#### Provided data:
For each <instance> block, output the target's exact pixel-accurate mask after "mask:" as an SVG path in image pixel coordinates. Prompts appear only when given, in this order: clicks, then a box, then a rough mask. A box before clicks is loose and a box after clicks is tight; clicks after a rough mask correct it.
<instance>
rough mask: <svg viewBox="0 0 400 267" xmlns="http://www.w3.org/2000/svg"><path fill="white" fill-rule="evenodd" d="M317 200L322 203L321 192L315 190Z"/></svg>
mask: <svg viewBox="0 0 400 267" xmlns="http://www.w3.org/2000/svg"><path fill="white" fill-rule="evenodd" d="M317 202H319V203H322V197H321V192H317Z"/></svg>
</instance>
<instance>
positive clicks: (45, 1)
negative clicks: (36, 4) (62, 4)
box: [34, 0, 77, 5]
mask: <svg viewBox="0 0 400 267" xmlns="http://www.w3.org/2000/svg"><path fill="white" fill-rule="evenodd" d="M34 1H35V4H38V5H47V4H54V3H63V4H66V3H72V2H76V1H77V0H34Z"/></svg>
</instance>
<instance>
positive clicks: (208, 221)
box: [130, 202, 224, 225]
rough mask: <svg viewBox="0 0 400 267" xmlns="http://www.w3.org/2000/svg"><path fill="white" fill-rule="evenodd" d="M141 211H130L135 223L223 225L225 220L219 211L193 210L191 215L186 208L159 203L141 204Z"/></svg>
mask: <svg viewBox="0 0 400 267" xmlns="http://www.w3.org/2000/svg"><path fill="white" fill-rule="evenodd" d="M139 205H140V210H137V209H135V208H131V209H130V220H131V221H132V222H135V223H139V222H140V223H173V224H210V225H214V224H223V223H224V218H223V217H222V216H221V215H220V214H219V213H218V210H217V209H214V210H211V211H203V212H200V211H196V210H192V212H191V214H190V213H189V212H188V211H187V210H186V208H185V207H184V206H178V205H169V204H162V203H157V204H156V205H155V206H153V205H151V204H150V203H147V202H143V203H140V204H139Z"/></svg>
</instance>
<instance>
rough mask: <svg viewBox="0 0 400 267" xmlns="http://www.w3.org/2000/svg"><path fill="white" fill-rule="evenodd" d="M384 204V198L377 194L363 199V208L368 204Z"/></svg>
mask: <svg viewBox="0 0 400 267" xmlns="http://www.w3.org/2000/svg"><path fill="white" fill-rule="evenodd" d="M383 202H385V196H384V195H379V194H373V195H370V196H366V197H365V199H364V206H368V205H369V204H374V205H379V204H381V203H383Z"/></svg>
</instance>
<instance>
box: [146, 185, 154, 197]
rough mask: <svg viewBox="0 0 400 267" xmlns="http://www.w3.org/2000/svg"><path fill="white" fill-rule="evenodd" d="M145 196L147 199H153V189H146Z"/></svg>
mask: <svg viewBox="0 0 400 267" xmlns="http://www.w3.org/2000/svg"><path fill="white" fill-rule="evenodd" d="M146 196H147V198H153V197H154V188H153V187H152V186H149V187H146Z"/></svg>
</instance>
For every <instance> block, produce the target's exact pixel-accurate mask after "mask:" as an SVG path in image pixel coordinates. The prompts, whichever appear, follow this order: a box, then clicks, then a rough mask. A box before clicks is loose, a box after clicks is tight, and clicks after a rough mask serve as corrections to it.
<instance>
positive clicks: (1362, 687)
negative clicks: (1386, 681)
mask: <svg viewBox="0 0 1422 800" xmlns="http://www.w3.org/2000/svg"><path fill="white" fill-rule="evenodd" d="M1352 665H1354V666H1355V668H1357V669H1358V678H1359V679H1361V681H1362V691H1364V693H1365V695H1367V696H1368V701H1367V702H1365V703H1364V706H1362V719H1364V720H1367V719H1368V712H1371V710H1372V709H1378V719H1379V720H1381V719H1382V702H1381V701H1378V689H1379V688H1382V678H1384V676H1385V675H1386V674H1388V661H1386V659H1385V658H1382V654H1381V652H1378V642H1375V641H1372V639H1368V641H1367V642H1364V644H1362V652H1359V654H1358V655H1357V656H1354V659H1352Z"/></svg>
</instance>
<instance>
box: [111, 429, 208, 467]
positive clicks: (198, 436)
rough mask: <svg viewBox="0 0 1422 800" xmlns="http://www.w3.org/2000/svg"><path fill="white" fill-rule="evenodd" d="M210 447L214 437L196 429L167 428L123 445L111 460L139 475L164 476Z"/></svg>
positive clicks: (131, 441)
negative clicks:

#### What to work on:
Copy every line of the listing above exactly.

#### Task answer:
For each <instance> block, output the target's exact pixel-accurate mask after "mask:" as an SVG path in image pixel coordinates. Prompts appear only when given, in this order: clicks, then a box, then a rough mask. A box before clicks is loose and a box after clicks is tight; clicks after a rough mask correct it.
<instance>
rough mask: <svg viewBox="0 0 400 267" xmlns="http://www.w3.org/2000/svg"><path fill="white" fill-rule="evenodd" d="M317 200L322 203L321 192L315 190Z"/></svg>
mask: <svg viewBox="0 0 400 267" xmlns="http://www.w3.org/2000/svg"><path fill="white" fill-rule="evenodd" d="M317 202H319V203H322V197H321V192H317Z"/></svg>
</instance>
<instance>
positive clicks: (45, 1)
negative clicks: (36, 4) (62, 4)
box: [34, 0, 77, 5]
mask: <svg viewBox="0 0 400 267" xmlns="http://www.w3.org/2000/svg"><path fill="white" fill-rule="evenodd" d="M34 1H35V4H38V5H47V4H54V3H63V4H66V3H72V2H76V1H77V0H34Z"/></svg>
</instance>
<instance>
positive clicks: (208, 221)
box: [130, 202, 224, 225]
rough mask: <svg viewBox="0 0 400 267" xmlns="http://www.w3.org/2000/svg"><path fill="white" fill-rule="evenodd" d="M141 211H130L135 223L223 225L225 220L219 211L193 210L191 215L186 208L159 203L141 204Z"/></svg>
mask: <svg viewBox="0 0 400 267" xmlns="http://www.w3.org/2000/svg"><path fill="white" fill-rule="evenodd" d="M139 205H140V210H137V209H135V208H131V209H130V220H131V221H132V222H135V223H139V222H140V223H173V224H210V225H214V224H223V223H224V218H223V217H222V216H221V215H220V214H219V213H218V210H217V209H214V210H211V211H203V212H200V211H196V210H192V212H191V214H190V213H189V212H188V211H187V210H186V208H185V207H184V206H178V205H169V204H162V203H157V204H156V205H155V206H153V205H151V204H150V203H147V202H143V203H140V204H139Z"/></svg>
</instance>
<instance>
rough mask: <svg viewBox="0 0 400 267" xmlns="http://www.w3.org/2000/svg"><path fill="white" fill-rule="evenodd" d="M384 204V198L377 194L363 199V208L368 204Z"/></svg>
mask: <svg viewBox="0 0 400 267" xmlns="http://www.w3.org/2000/svg"><path fill="white" fill-rule="evenodd" d="M383 202H385V196H384V195H379V194H373V195H370V196H366V197H365V199H364V206H368V205H369V204H374V205H379V204H381V203H383Z"/></svg>
</instance>
<instance>
box: [146, 185, 154, 197]
rough mask: <svg viewBox="0 0 400 267" xmlns="http://www.w3.org/2000/svg"><path fill="white" fill-rule="evenodd" d="M145 196L147 199H153V189H146Z"/></svg>
mask: <svg viewBox="0 0 400 267" xmlns="http://www.w3.org/2000/svg"><path fill="white" fill-rule="evenodd" d="M146 196H147V198H153V197H154V188H153V187H152V186H149V187H146Z"/></svg>
</instance>
For every <instance> block, produce the target's exact pixel-accurate mask after "mask:" as an SVG path in image pixel coordinates. The prompts, whichever appear, follow this order: a box, then clicks, then a rough mask. A box before clicks is loose, a box after clicks is tight, and clicks after a rough mask serve as corrections to it.
<instance>
positive clicks: (1362, 687)
negative clicks: (1386, 681)
mask: <svg viewBox="0 0 1422 800" xmlns="http://www.w3.org/2000/svg"><path fill="white" fill-rule="evenodd" d="M1352 665H1354V666H1355V668H1357V669H1358V678H1359V679H1361V681H1362V691H1364V693H1365V695H1367V696H1368V701H1367V702H1365V703H1364V706H1362V719H1364V720H1367V719H1368V712H1371V710H1372V709H1378V719H1379V720H1381V719H1382V702H1381V701H1378V689H1379V688H1382V678H1384V676H1385V675H1386V674H1388V661H1386V659H1385V658H1382V654H1381V652H1378V642H1375V641H1372V639H1368V641H1367V642H1364V644H1362V652H1359V654H1358V655H1357V656H1354V659H1352Z"/></svg>
</instance>
<instance>
box: [111, 429, 208, 467]
positive clicks: (198, 436)
rough mask: <svg viewBox="0 0 1422 800" xmlns="http://www.w3.org/2000/svg"><path fill="white" fill-rule="evenodd" d="M210 447L214 437L196 429L167 428L123 445L111 460L139 475L164 476Z"/></svg>
positive clicks: (131, 441)
negative clicks:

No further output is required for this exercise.